> [DOCUMENT SECTION]:
--- begin ---

While these developments are worrying, the trends in Asia are actually more encouraging than in other regions.  According to the Economist Intelligence Unit, since it began producing its Democracy Index in 2006, Asia has made more headway in advancing democracy than any other region. And in an article published in 2012 entitled “The Coming Wave” (the Journal of Democracy, Volume 23, Number 1), Larry Diamond asserted that East Asia is the region that has the best prospects for democratic expansion in the period ahead, a development that he said could have “profound consequences for democratic prospects globally.

The progress of democracy in Asia has not been limited to democratic expansion and the consolidation of democracy in South Korea, Taiwan, Indonesia, Mongolia, and other countries.  According to a recent article by Charles Welzel and Russell Dalton in the Asian Journal of Comparative Politics, growing social and political modernization in Asia has brought about a shift toward “a more assertive model of citizenship,” which has had the effect of producing “more effective and accountable governments.”  There isn’t better or more important example of the consequences of this shift than the political change that assertive citizens have brought about in this country over the past year.

The democratic progress in Asia is a vindication of Kim Dae-jung’s defense of the compatibility of democracy and Asian culture that he mounted in his debate with Lee Kuan Yew two decades ago.  Lee had argued that “Asian values” were incompatible with democracy, which he said was a Western idea with no indigenous roots in Asia. 

Kim advanced a number of fundamental counter-arguments, drawing upon the views of the Meng-tzu, the most famous Confucian philosopher after Confucius himself, who said more than two millennia before John Locke that “the will of the people is the will of heaven,” and that the ruler had an obligation to provide good and accountable governance.  Kim also said that democracy would spread in Asia, and out-perform dictatorships economically, because its policies were arrived at through public debate and therefore had “the strength of Asia’s proud and self-reliant people.”

Kim said that the fundamental reason for his optimism about the prospect for democracy in Asia was “the increasing awareness of the importance of democracy and human rights among Asian themselves.”  Nothing demonstrates more powerfully the depth of this commitment to democratic values than the life and courageous struggle of Liu Xiaobo, the dissident Chinese intellectual who was the most eloquent and insightful voice for democracy anywhere in the world since the beginning of this new millennium.

It’s still less than a month since Liu died a martyr’s death in China, so I want to pause for a moment to reflect upon his life and legacy.

Liu was hopeful about the prospect for democracy in China because he saw the economic, ideological, and political pillars of Chinese totalitarianism eroding under the impact of modernization and technological change.  He was arrested in 2008 for being the lead author and organizer of Charter 08, a manifesto for democracy and constitutional government that was signed at great personal risk by more than 10,000 Chinese citizens.  His imprisonment only increased his stature and international fame, and in 2010 Liu was awarded the Nobel Prize for Peace.

At the Nobel ceremony, which neither Liu nor his wife, Liu Xia, was permitted to attend, the Swedish actress Liv Ullmann read Liu’s closing statement at his trial in which he said that “China will in the end become a nation ruled by law, where human rights reign supreme.”  In that statement, Liu also called for an end to “the enemy mentality of the regime” that “poisons” the spirit of the nation, “incite[s] cruel mortal struggles,” destroys the society’s tolerance and humanity, and hinders the  country’s progress toward freedom and democracy.

--- end ---

> [DATASET ENTRIES]:
--- begin ---

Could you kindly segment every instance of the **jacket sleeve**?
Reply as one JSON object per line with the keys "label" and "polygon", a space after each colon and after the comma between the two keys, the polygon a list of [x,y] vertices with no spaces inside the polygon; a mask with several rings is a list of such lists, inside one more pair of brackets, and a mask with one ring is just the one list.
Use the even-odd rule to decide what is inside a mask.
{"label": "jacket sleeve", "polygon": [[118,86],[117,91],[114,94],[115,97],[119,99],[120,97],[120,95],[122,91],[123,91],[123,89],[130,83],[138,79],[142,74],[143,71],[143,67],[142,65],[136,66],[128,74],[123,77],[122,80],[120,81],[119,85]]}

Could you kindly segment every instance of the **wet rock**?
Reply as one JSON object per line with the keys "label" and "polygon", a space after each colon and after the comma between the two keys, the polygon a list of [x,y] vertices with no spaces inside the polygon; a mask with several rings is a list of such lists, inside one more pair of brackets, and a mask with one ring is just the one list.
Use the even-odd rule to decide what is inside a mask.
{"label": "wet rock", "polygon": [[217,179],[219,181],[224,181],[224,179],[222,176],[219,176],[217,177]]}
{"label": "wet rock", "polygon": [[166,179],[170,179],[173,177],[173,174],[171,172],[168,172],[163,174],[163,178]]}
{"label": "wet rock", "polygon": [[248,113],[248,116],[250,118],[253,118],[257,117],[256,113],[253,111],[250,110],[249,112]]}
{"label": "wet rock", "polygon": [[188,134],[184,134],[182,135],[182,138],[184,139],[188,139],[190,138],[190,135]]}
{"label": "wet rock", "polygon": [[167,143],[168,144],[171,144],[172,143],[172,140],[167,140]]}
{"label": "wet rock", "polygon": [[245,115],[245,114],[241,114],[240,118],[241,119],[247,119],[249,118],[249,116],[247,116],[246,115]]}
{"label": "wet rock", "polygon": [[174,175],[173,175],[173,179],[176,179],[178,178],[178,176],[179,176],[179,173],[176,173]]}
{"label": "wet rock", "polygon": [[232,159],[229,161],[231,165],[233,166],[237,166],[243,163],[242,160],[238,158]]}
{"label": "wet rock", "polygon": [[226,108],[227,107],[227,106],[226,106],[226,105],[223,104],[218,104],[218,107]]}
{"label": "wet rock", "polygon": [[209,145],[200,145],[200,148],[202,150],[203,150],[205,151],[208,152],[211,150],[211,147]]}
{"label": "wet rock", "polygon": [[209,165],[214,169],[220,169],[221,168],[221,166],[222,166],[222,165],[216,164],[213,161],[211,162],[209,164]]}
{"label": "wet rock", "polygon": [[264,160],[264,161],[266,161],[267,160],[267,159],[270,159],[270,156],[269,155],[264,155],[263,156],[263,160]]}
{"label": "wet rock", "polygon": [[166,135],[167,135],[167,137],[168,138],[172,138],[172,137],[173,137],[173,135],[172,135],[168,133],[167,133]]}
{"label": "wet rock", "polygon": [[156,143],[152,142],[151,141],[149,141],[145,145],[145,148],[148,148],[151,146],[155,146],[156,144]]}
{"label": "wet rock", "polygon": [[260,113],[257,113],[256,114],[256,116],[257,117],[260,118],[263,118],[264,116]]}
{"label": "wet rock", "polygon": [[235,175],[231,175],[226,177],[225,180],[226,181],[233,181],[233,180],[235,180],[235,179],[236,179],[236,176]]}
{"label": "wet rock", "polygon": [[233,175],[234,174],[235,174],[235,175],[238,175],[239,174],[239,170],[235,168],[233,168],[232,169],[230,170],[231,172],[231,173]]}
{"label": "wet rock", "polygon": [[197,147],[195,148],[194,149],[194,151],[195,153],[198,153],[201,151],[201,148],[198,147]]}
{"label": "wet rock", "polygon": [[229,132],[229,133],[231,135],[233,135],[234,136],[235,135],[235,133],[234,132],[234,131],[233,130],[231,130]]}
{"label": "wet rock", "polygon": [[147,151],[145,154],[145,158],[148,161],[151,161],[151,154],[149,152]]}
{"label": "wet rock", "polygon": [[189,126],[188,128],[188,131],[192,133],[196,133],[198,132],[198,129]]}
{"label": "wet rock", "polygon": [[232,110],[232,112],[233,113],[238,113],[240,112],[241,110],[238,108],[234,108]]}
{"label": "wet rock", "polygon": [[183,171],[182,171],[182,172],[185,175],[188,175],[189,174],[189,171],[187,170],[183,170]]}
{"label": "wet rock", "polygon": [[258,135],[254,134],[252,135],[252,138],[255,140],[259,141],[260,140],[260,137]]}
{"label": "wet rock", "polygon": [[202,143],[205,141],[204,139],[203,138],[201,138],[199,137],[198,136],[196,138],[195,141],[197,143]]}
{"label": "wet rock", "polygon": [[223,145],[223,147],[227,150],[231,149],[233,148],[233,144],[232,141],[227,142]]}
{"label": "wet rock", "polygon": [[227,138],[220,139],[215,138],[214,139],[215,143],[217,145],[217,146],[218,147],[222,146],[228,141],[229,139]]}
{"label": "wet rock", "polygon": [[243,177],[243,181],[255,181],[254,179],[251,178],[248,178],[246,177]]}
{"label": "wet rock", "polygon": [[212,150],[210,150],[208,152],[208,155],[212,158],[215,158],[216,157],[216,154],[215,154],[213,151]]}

--- end ---

> [SET TASKS]:
a) Write out the passage on democracy in Asia word for word, from "At the Nobel" up to and including "freedom and democracy.".
b) Pick out each line of the entries that contains the word "segment", and copy those lines in full.
The passage on democracy in Asia and the entries have no connection to each other.

> [OUTPUTS]:
a)
At the Nobel ceremony, which neither Liu nor his wife, Liu Xia, was permitted to attend, the Swedish actress Liv Ullmann read Liu’s closing statement at his trial in which he said that “China will in the end become a nation ruled by law, where human rights reign supreme.”  In that statement, Liu also called for an end to “the enemy mentality of the regime” that “poisons” the spirit of the nation, “incite[s] cruel mortal struggles,” destroys the society’s tolerance and humanity, and hinders the  country’s progress toward freedom and democracy.

b)
Could you kindly segment every instance of the **jacket sleeve**?
Could you kindly segment every instance of the **wet rock**?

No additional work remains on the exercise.